■ **Énoncé**: Dans l'extrait sur les tensions avec la Chine, relevez tous les noms géographiques (pays, régions, passages maritimes) du paragraphe qui commence par « En 2019 ».
++++ Extrait fourni ++++
Les effets sont déjà évidents. Dans un pays historiquement marqué par un racisme violent envers les Asiatiques, les Australiens d’origine chinoise ont formé un groupe de protection pour protéger leurs livreurs. Des vidéos de téléphone montrent un livreur frappé au visage et un couple chinois victime d’abus racistes dans un supermarché. Entre avril et juin, près de 400 attaques racistes ont été perpétrées contre des Asiatiques-Australiens.
« Nous ne sommes pas vos ennemis, m’a dit un stratège de haut rang en Chine, mais si vous en Occident décidez que nous le sommes, nous devons nous préparer sans délai. » L’arsenal de la Chine est petit par rapport à celui de l’Amérique, mais il croît rapidement, en particulier avec le développement de missiles maritimes conçus pour détruire des flottes de navires.
« Pour la première fois, écrit Gregory Kulacki de l’Union of Concerned Scientists, la Chine envisage de mettre ses missiles nucléaires en état d’alerte afin qu’ils puissent être lancés rapidement en cas d’avertissement d’une attaque… Ce serait un changement important et dangereux dans la politique chinoise… »
À Washington, j’ai rencontré Amitai Etzioni, éminent professeur d’affaires internationales à l’Université George Washington, qui a écrit qu’une « attaque aveuglante contre la Chine » (note du traducteur : par « attaque aveuglante » l’auteur fait référence à des tactiques militaires également utilisées dans les jeux vidéos consistant à neutraliser les moyens d’observation de l’ennemi qui doit alors agir en aveugle) était planifiée, « avec des frappes qui pourraient être perçues à tort par les Chinois comme des tentatives préventives de dévoiler ses armes nucléaires, les coinçant ainsi dans un terrible dilemme d’utilisation ou de destruction de ces armes qui conduirait à la guerre nucléaire ».
En 2019, les États-Unis ont organisé leur plus grand exercice militaire depuis la guerre froide, en grande partie dans le plus grand secret. Une armada de navires et de bombardiers à longue portée a répété un « concept de bataille air-mer pour la Chine » – AirSeaBattle – bloquant les voies maritimes dans le détroit de Malacca et coupant l’accès de la Chine au pétrole, au gaz et à d’autres matières premières du Moyen-Orient et de l’Afrique.
++++ Données ++++
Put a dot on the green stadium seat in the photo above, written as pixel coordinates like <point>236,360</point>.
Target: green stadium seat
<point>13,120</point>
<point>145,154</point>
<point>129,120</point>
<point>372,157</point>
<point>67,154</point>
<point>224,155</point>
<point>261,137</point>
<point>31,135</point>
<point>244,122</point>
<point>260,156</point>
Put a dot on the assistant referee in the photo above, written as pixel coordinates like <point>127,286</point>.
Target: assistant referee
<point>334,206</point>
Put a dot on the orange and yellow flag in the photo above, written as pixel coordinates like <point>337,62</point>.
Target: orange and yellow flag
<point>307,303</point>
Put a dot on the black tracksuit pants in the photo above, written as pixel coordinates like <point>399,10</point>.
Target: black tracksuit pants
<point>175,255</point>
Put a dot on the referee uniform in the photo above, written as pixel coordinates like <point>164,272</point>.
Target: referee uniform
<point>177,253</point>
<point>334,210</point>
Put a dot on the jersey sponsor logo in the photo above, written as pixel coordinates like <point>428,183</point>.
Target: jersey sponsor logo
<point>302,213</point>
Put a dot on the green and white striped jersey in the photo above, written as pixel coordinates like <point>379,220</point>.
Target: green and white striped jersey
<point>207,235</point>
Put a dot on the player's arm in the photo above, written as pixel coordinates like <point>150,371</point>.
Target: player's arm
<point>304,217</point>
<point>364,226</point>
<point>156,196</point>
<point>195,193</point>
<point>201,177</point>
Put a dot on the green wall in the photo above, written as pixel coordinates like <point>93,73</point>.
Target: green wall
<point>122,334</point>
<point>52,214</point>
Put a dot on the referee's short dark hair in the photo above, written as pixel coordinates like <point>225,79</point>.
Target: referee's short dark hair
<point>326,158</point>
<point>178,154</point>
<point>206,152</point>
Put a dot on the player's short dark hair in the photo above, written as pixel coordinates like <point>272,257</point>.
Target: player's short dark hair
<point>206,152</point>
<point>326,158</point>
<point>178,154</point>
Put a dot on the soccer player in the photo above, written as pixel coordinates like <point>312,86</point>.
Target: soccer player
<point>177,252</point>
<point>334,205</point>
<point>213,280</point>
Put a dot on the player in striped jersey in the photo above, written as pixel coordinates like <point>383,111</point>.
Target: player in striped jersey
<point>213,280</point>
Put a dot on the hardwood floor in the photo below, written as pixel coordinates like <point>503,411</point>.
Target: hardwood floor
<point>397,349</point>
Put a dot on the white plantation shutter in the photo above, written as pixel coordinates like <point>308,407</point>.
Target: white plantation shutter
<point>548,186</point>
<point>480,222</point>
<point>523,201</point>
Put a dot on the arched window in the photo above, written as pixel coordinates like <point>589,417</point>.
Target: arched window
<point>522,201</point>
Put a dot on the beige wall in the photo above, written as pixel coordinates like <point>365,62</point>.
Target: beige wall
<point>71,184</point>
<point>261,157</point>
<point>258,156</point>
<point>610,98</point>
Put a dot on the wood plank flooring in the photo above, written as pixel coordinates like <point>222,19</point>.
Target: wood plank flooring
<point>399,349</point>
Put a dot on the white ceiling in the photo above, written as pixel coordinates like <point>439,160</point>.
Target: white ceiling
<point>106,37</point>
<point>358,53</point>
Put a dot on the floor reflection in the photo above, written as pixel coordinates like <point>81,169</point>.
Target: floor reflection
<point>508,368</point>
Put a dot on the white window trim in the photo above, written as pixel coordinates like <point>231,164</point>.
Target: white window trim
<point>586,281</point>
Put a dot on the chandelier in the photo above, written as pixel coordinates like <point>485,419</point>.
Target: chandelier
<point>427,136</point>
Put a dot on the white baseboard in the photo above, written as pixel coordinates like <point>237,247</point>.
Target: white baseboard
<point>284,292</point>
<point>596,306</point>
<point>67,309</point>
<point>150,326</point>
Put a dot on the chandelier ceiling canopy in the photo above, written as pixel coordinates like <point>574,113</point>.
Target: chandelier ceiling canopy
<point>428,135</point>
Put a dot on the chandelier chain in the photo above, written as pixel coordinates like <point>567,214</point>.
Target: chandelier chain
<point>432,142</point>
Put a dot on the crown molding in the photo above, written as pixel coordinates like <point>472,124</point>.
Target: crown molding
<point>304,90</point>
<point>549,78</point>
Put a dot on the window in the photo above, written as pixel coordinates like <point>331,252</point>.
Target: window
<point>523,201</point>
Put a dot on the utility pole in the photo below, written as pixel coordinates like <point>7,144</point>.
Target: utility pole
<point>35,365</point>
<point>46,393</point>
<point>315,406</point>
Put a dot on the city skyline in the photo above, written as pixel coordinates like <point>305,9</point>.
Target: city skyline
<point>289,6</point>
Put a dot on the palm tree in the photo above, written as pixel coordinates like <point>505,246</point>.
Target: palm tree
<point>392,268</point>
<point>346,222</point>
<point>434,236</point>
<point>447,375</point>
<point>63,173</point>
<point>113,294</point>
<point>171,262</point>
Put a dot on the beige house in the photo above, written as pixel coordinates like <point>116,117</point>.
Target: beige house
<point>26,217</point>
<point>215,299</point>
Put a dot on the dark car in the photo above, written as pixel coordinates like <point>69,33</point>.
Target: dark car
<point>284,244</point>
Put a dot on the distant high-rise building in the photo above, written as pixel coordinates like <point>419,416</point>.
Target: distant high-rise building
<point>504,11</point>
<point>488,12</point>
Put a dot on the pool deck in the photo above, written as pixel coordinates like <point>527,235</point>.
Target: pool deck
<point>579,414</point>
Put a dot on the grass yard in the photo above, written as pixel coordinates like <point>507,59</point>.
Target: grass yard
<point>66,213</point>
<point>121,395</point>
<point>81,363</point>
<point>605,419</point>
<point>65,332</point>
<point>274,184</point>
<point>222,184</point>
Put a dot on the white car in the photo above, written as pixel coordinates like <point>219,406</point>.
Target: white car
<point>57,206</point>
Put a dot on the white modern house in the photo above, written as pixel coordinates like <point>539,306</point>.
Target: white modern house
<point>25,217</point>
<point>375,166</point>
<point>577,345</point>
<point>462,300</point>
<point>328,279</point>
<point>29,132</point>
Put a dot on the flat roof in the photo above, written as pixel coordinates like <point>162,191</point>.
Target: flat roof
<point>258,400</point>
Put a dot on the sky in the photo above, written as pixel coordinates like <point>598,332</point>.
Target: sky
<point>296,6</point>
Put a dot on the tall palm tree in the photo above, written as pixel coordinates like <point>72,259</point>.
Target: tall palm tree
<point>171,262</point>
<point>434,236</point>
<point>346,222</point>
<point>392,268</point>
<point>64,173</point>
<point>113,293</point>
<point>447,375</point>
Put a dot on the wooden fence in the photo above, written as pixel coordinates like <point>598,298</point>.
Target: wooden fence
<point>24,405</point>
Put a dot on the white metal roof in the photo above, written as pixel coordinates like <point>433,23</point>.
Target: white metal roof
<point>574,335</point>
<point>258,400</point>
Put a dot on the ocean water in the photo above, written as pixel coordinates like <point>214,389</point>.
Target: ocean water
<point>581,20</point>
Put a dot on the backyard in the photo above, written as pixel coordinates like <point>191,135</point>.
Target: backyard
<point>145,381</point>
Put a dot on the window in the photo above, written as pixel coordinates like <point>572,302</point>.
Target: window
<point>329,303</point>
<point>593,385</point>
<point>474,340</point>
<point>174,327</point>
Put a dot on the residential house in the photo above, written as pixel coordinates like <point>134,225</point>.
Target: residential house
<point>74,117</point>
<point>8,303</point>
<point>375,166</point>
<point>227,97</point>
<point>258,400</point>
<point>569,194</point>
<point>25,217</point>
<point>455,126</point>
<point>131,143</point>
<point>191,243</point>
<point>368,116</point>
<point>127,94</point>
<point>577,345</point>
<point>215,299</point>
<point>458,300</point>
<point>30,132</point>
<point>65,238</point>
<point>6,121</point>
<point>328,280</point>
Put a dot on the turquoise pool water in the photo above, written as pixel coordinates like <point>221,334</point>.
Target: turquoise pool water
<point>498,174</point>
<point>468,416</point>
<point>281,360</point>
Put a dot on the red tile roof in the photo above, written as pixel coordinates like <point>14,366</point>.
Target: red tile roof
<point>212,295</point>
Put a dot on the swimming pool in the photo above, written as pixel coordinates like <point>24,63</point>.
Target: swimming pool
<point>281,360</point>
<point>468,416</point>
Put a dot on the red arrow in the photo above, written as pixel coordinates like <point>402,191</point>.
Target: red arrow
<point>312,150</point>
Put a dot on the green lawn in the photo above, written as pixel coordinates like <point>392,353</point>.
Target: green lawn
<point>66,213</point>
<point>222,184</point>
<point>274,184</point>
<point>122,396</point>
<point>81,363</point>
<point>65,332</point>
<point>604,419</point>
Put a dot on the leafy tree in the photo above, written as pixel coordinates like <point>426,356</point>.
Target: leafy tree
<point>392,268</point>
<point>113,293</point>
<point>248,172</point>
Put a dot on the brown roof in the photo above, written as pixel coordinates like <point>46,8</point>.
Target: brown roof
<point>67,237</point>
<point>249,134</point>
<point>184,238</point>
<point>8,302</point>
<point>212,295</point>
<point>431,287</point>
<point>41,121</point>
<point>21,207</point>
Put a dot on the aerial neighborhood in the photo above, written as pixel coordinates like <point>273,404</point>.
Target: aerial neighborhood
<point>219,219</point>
++++
■ **Corrigé**:
- États-Unis
- Chine
- détroit de Malacca
- Moyen-Orient
- Afrique